_INSTRUCTIONS FOR THE TASK_. Go over the data and keep only the lines that include "front".

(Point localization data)
--- START ---

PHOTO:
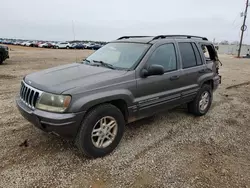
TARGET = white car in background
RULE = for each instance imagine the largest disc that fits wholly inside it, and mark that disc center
(63, 45)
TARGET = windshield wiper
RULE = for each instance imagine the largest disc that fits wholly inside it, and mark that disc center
(105, 64)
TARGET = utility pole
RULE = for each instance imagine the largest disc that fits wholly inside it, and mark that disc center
(243, 27)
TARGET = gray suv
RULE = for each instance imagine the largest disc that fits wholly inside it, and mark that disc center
(128, 79)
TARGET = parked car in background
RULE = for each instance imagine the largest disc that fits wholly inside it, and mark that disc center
(4, 53)
(26, 43)
(96, 46)
(72, 45)
(79, 46)
(63, 45)
(45, 45)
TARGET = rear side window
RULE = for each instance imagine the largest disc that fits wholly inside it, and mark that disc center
(187, 55)
(197, 54)
(208, 51)
(164, 55)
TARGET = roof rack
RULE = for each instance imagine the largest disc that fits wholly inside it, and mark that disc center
(127, 37)
(176, 36)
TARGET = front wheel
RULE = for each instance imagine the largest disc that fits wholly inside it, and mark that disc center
(202, 102)
(101, 131)
(1, 59)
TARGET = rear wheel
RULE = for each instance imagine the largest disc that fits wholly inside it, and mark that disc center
(1, 59)
(202, 102)
(101, 131)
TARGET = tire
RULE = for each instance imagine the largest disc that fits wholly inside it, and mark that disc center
(1, 59)
(86, 143)
(195, 108)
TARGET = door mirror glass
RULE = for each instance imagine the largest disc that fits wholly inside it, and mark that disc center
(153, 70)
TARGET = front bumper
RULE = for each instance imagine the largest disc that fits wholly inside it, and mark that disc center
(65, 124)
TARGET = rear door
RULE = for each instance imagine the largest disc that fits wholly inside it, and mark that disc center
(193, 68)
(155, 93)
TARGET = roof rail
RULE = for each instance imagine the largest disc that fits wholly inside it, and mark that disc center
(127, 37)
(178, 36)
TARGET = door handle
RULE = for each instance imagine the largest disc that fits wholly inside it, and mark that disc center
(176, 77)
(202, 71)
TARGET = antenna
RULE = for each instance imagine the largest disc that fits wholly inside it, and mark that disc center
(243, 27)
(73, 30)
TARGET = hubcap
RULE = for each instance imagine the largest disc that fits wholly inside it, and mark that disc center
(104, 132)
(203, 104)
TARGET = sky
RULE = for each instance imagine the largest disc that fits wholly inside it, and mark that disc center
(106, 20)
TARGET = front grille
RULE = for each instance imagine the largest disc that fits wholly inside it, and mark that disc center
(29, 95)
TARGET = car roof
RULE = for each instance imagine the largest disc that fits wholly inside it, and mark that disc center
(155, 39)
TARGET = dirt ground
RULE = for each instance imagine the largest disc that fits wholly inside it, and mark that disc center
(172, 149)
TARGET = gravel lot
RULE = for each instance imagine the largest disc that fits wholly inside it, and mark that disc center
(172, 149)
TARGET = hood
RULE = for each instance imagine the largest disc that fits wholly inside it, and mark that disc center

--- END ---

_TASK RESPONSE_.
TARGET = front wheel
TARGET = front bumper
TARGET = front grille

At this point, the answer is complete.